#### [Exercise]
With the line containing "of the mustache" as the first line and the last line of the records as the final one, reproduce that range exactly.

#### [Material provided]
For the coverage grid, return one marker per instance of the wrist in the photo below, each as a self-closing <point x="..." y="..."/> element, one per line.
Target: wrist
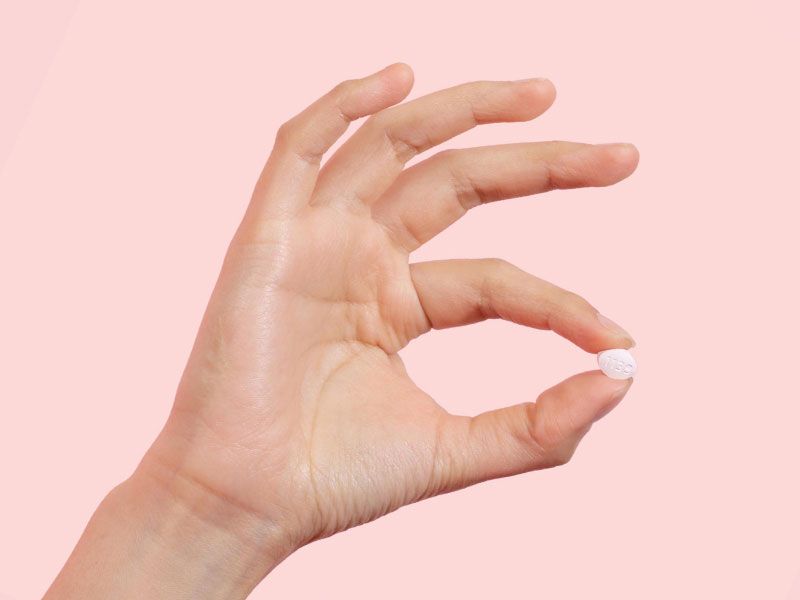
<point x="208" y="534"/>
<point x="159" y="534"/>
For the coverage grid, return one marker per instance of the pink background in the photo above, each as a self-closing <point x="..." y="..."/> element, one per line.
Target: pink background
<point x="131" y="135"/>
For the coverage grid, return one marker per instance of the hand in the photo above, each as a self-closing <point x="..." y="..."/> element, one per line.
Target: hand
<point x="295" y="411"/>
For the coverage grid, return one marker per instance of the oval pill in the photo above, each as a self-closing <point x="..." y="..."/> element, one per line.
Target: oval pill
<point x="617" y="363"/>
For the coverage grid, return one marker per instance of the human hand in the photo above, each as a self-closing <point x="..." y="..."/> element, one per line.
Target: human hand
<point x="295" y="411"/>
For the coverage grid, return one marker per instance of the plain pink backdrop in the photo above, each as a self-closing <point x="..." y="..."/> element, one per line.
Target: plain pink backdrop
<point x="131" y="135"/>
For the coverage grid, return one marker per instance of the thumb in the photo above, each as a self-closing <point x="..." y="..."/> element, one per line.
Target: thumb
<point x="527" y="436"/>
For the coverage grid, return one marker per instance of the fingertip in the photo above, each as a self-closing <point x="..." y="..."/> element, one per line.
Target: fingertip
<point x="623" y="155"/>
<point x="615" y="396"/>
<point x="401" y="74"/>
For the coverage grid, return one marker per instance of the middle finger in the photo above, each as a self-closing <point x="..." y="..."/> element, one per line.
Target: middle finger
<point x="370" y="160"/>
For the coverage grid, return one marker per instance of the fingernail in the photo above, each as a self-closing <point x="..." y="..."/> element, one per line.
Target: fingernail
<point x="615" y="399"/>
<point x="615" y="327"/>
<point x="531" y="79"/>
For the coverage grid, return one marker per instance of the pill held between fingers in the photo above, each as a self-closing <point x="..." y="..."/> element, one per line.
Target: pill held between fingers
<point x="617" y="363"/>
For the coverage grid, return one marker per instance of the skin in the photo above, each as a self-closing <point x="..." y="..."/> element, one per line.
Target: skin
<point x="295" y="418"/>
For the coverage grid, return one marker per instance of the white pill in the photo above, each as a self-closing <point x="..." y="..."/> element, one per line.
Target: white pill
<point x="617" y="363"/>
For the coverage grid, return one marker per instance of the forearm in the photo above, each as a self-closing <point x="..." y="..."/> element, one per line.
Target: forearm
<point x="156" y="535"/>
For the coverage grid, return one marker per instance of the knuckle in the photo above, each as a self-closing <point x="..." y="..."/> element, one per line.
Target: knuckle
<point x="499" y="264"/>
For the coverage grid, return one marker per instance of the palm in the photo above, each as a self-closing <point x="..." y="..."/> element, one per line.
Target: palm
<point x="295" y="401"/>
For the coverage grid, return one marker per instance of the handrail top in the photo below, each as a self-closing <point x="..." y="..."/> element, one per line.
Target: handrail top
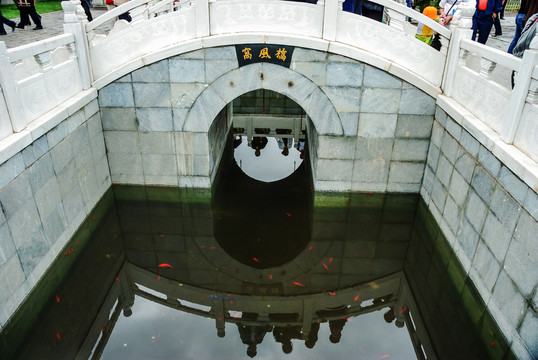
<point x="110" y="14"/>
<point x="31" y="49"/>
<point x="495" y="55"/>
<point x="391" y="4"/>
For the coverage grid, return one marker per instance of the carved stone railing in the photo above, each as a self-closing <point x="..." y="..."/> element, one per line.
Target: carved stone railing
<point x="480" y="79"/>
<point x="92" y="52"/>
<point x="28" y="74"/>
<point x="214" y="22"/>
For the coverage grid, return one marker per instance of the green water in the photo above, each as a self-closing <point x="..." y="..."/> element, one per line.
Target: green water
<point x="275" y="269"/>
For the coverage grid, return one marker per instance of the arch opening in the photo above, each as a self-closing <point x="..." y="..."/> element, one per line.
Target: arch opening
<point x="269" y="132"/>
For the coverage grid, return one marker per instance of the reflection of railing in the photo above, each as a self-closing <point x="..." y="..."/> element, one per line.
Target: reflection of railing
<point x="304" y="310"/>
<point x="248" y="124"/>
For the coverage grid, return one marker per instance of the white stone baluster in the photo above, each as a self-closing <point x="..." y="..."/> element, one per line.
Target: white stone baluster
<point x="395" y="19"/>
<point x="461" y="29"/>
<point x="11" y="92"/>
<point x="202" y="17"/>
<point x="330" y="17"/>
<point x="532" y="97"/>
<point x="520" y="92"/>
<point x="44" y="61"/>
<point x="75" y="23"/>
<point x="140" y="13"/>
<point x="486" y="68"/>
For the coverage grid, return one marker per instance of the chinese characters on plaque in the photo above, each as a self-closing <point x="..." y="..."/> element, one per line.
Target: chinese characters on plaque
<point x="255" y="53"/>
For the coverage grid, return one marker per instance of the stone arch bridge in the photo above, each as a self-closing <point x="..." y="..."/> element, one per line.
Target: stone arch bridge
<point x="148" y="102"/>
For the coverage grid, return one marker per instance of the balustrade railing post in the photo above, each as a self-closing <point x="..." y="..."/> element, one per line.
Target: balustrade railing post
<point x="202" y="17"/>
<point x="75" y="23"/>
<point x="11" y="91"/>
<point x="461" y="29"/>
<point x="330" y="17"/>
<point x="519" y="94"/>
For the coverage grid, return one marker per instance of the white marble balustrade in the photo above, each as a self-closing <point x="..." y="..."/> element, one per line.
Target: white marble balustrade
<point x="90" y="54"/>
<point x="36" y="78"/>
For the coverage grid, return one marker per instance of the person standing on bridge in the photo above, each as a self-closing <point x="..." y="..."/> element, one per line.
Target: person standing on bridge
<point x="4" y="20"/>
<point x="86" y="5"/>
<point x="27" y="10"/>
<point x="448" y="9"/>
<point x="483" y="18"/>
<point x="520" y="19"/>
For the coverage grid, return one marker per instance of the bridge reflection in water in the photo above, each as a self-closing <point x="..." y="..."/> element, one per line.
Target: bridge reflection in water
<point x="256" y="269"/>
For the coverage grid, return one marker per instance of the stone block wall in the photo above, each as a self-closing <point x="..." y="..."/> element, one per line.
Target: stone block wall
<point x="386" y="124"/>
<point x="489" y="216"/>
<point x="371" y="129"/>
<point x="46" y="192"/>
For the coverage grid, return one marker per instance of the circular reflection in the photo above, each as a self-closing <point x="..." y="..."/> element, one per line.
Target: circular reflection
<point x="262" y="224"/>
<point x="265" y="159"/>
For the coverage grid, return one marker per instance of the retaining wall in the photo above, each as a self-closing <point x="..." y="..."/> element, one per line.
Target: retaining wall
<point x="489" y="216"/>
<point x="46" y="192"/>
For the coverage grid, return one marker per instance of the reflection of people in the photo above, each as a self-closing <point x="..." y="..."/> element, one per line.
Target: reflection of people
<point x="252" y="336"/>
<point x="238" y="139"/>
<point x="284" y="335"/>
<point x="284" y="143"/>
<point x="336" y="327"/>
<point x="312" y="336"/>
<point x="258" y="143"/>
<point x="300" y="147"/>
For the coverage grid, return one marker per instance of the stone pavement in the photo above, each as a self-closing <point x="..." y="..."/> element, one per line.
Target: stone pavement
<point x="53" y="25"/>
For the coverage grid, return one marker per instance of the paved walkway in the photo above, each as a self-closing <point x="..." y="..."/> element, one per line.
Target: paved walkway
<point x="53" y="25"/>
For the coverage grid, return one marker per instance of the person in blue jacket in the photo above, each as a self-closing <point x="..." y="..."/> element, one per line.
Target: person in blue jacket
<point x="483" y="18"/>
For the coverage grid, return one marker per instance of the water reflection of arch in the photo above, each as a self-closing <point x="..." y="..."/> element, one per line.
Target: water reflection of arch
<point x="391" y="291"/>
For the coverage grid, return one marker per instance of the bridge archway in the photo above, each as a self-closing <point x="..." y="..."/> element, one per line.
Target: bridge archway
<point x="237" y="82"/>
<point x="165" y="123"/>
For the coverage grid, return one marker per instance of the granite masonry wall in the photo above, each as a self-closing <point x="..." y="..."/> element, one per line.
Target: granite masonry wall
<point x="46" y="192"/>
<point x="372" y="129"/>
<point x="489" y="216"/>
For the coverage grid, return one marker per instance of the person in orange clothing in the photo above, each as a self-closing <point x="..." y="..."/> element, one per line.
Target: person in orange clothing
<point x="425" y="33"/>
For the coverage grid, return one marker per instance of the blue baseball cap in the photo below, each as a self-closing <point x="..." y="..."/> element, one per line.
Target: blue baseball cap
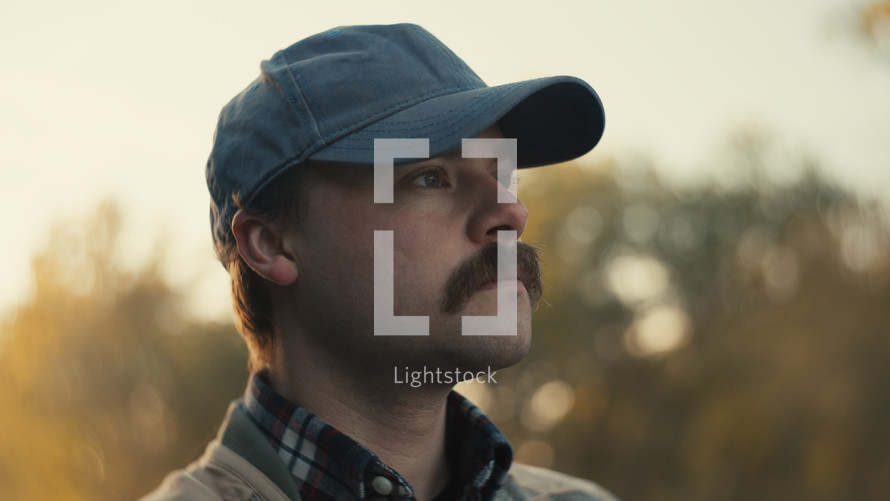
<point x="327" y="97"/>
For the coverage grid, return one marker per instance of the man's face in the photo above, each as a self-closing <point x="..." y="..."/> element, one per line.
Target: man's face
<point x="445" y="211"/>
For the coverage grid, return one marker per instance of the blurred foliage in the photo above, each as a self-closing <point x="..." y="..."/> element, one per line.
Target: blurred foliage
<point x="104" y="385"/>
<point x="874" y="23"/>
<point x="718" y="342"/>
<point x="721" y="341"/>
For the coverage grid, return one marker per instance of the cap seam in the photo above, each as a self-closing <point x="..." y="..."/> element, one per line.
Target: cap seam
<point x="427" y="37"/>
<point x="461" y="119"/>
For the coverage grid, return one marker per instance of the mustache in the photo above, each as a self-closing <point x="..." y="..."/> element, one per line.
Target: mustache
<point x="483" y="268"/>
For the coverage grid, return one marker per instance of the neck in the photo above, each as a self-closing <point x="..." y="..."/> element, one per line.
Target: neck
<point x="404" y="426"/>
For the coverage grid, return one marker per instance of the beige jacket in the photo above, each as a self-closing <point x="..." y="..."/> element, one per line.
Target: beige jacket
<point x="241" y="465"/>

#### [Task answer]
For the coverage grid, return one marker per instance of the mustache in the photo above, each as a self-closing <point x="..." y="..."/> element, one per line.
Target: mustache
<point x="483" y="268"/>
For the coverage grid, return one marker per instance of the neck in the photo above, each as a self-closing <point x="..." y="..."/> element, one per line.
Target: neck
<point x="404" y="426"/>
For the coverage grid, return one marker per instance of the beige jacket in the photo above, each as a self-closing <point x="..." y="..."/> element, one per line.
Target: beige jacket
<point x="241" y="465"/>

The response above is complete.